# TASK PROMPT
Render the stretch of the listing from the line containing "the green leaf" through the line containing "[(239, 73), (357, 111)]" as a Markdown table with the columns Row and Listing line, numbering each line and skipping blank lines.

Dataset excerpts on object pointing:
--- --- ---
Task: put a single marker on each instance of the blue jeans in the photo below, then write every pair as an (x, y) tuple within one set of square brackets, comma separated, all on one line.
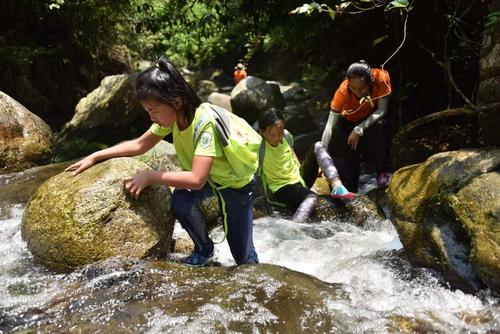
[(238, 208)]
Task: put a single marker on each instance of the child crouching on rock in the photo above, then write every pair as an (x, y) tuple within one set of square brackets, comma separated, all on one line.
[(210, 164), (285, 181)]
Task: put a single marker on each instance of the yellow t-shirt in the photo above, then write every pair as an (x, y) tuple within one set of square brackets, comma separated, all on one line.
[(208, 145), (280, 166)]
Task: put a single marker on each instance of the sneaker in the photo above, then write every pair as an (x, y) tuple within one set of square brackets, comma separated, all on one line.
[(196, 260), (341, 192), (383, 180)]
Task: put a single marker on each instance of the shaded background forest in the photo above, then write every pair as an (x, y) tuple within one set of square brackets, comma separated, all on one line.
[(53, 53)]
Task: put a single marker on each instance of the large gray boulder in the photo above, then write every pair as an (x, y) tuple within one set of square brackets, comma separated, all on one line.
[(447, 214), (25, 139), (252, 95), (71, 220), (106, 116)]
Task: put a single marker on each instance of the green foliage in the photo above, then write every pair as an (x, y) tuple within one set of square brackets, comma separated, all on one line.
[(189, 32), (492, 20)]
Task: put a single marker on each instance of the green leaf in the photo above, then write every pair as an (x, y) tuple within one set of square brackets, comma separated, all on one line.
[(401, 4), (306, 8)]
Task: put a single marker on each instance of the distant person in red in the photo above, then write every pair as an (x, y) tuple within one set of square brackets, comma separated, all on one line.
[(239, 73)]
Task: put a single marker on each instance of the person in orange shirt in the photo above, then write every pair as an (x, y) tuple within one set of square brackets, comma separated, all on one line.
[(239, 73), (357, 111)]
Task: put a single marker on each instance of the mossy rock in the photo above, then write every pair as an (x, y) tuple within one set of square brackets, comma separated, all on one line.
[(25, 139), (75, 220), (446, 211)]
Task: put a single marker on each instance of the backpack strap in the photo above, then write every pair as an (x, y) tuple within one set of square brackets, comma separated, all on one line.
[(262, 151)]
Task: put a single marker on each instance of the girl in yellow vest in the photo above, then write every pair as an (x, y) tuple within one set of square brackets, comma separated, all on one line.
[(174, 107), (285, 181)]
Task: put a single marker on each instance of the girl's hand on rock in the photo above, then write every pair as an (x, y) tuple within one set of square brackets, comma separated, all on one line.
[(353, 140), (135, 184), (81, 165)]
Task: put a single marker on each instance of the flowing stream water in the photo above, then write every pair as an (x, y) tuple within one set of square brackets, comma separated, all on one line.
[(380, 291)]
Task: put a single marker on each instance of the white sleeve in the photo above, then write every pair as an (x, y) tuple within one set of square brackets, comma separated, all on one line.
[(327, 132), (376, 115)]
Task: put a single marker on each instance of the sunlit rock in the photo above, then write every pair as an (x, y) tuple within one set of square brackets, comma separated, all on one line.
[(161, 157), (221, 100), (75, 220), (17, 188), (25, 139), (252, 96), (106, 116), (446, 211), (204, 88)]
--- --- ---
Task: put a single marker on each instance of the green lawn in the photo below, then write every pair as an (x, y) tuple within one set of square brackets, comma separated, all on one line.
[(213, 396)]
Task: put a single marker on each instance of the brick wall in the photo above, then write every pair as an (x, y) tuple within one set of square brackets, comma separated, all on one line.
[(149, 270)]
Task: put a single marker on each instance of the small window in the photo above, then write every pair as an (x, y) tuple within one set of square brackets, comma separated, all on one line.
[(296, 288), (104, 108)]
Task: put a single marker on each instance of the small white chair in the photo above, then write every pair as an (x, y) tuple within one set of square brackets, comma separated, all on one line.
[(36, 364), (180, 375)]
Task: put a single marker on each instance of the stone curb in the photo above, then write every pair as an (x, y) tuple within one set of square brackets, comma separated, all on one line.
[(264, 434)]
--- --- ---
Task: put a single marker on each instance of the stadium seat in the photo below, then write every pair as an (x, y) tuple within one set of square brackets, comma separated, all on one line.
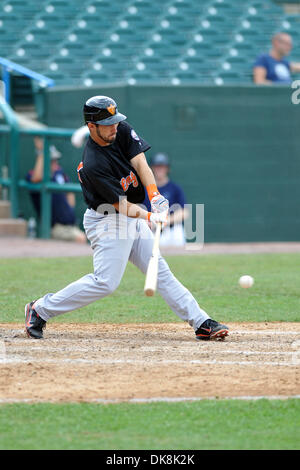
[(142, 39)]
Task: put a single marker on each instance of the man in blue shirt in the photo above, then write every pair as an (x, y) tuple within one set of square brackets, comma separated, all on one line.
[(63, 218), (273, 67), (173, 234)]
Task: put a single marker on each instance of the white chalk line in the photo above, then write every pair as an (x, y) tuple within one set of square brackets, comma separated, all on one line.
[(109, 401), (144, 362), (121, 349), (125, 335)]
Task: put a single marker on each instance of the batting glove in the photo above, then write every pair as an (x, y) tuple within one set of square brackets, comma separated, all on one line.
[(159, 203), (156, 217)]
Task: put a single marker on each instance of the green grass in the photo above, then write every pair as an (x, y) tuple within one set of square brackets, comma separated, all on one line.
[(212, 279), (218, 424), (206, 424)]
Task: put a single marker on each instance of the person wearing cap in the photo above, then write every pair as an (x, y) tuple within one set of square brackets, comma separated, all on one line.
--- --- ---
# RESULT BELOW
| Row | Listing line |
|---|---|
| 1 | Task: put a single marker on each instance of the green leaf in the photo above, then write every pair as an (x, y) tuple within one set of square brackets, comma separated, all on one line. |
| 2 | [(401, 4), (306, 8)] |
| 3 | Task: put a single marker on each instance of the distant person in red in the photo above, then write every pair as an (x, y) tuple within one set of square brackets, comma separated, all on one line. |
| 4 | [(239, 73)] |
| 5 | Task: put a single marker on each instance of the person in orange shirt in the photo above, then write every pair as an (x, y) tuple within one set of square brackets, comma separated, all on one line. |
| 6 | [(239, 73), (357, 111)] |